» Segmentation labeling rows
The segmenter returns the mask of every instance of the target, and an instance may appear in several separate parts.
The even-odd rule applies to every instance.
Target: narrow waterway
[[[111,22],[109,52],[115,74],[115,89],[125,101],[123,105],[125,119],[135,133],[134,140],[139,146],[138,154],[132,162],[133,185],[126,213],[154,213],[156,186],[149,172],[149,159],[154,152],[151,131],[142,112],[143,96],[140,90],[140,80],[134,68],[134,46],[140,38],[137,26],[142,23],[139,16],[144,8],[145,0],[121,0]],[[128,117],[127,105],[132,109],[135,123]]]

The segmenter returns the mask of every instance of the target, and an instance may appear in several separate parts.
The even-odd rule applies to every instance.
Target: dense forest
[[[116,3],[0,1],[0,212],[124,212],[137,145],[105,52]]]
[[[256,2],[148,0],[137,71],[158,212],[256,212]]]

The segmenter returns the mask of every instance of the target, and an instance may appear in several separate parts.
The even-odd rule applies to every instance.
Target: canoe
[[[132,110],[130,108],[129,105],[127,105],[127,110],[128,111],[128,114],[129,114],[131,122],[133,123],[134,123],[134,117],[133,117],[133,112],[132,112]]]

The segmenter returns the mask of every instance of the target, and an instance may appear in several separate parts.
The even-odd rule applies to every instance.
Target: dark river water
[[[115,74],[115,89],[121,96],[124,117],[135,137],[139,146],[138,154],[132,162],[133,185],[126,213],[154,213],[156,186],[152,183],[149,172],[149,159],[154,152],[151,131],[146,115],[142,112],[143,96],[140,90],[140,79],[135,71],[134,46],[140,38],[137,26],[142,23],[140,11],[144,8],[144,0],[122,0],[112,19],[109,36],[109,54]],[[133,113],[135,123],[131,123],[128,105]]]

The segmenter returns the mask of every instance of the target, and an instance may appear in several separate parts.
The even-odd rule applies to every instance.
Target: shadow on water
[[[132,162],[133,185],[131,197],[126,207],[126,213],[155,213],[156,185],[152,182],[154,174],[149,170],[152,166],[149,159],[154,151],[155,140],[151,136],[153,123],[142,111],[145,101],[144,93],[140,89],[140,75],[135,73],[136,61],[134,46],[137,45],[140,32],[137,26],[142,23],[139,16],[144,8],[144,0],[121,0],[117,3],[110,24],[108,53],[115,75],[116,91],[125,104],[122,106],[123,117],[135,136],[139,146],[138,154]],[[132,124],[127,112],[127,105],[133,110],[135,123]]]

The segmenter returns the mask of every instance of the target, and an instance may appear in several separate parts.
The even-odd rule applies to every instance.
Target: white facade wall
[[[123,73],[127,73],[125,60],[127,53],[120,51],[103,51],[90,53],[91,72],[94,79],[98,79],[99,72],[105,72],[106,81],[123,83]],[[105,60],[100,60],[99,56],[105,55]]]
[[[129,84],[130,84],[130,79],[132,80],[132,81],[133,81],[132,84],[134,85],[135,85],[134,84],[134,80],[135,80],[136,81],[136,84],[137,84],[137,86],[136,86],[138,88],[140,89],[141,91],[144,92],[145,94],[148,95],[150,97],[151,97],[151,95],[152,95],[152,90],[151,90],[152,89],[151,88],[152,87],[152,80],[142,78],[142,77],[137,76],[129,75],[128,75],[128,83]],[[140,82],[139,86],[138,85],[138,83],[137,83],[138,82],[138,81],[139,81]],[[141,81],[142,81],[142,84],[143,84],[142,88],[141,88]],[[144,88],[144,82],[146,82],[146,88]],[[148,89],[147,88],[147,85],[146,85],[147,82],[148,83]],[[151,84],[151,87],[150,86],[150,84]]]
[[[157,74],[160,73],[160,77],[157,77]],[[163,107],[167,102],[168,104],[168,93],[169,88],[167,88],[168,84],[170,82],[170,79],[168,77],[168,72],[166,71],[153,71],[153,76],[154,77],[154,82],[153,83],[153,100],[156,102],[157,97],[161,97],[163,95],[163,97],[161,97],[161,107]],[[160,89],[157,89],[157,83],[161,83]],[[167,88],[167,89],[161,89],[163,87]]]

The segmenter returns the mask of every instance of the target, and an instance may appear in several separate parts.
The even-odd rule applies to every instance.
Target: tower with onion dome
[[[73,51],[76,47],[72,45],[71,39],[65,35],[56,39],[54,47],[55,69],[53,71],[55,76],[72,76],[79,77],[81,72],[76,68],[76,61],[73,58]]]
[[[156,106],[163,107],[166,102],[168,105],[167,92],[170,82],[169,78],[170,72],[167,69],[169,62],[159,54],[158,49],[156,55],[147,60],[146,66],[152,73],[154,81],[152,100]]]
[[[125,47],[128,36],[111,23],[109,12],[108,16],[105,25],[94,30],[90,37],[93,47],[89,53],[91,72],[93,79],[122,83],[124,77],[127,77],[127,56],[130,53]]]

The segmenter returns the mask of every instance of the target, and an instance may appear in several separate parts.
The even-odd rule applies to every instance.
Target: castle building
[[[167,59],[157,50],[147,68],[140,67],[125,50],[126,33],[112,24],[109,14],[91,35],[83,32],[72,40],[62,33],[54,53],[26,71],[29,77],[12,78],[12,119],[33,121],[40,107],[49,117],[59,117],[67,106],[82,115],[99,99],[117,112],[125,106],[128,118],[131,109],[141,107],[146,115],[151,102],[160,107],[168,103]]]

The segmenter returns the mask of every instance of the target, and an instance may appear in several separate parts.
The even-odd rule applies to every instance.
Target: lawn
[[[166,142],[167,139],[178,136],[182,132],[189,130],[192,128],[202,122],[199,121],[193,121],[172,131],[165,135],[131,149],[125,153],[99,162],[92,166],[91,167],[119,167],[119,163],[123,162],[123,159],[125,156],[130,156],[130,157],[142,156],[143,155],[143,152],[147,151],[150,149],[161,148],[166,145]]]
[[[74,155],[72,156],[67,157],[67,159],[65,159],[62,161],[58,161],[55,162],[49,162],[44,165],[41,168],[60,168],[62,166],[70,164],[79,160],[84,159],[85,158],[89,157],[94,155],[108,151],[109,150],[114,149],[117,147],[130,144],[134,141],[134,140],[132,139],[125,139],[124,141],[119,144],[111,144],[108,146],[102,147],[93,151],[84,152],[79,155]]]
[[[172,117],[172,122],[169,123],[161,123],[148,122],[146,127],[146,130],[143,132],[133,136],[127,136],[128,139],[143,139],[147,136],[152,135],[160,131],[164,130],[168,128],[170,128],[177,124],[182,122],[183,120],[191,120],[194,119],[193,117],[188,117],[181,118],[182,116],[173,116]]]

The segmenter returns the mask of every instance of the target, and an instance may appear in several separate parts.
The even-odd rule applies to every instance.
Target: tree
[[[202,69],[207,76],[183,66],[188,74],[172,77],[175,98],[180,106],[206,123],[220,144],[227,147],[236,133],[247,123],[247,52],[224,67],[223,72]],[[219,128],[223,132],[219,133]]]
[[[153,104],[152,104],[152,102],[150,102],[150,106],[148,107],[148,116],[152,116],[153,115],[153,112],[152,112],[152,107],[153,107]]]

...

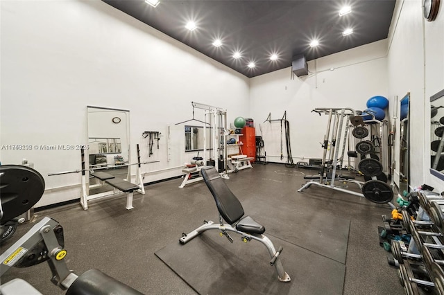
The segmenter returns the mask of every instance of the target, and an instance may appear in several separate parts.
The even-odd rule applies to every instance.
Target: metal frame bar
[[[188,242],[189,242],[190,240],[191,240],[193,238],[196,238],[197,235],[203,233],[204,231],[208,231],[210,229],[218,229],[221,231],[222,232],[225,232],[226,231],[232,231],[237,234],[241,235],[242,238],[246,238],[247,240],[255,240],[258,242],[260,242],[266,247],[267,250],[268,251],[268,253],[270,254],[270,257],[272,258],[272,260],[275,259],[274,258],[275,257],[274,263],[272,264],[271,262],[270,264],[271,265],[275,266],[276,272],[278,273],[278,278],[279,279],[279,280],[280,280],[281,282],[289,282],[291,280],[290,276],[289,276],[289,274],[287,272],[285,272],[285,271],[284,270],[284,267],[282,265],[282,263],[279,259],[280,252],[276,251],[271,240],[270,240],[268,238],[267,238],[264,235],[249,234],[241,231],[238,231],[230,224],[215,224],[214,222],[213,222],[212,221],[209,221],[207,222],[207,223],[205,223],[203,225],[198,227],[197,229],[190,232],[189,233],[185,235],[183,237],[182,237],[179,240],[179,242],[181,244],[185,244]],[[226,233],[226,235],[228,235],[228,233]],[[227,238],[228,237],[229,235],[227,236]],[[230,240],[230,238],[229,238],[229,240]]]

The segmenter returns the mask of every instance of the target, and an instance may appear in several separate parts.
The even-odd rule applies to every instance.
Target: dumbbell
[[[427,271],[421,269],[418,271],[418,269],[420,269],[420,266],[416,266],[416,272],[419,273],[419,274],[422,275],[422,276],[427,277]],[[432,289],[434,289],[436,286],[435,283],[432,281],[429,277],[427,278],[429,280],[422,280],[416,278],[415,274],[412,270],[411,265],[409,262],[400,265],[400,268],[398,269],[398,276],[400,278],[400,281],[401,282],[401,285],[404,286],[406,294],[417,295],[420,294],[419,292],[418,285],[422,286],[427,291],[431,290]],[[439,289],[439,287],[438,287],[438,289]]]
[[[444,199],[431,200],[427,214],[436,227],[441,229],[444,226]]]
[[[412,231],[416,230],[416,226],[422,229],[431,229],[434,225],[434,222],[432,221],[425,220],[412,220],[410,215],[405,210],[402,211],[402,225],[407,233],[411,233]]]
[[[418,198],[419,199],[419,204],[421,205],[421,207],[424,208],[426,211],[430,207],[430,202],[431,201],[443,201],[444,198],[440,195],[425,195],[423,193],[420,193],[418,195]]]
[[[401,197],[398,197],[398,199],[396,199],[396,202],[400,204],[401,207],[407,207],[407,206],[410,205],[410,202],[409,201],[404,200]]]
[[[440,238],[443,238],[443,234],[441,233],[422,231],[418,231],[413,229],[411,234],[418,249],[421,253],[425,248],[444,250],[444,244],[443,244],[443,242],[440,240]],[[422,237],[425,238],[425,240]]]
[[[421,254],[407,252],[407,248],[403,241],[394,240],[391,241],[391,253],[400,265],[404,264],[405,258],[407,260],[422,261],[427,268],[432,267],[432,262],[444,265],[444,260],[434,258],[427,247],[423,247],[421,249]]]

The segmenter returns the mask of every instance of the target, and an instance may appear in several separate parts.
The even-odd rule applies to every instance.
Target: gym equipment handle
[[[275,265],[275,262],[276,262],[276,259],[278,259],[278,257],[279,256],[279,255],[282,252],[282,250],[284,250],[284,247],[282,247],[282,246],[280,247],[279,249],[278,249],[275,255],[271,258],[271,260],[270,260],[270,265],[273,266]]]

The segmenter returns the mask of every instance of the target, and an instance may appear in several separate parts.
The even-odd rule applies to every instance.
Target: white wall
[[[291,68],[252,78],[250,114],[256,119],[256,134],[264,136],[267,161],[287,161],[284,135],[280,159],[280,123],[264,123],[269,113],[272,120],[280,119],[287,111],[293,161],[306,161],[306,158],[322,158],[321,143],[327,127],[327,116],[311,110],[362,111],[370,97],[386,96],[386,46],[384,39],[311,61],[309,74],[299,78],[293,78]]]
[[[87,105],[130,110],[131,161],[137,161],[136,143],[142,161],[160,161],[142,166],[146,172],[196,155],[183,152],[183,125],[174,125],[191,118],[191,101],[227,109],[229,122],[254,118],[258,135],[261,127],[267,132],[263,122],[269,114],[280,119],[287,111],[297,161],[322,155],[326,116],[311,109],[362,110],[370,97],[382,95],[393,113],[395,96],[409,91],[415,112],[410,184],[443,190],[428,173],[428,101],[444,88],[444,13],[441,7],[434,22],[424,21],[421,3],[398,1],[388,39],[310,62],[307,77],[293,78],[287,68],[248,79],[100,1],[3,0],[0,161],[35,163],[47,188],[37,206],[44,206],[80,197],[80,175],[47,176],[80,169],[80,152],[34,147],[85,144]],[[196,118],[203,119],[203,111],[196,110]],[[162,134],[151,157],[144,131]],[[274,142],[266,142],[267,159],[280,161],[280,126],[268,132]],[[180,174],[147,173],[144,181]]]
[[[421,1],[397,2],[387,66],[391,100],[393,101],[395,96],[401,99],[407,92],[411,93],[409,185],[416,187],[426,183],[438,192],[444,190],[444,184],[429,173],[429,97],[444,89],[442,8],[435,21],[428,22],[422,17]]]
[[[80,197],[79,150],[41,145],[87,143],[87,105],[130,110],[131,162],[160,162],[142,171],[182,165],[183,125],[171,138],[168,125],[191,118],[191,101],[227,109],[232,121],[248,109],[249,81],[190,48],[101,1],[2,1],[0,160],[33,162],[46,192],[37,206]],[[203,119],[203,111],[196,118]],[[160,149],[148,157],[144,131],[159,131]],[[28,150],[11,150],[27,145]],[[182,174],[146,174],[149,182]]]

» WHAT IS EXPECTED
Gather every line of the rows that contains the word "wall", treating uppercase and lowercase as different.

» THE ANSWER
Target: white facade wall
Target: white wall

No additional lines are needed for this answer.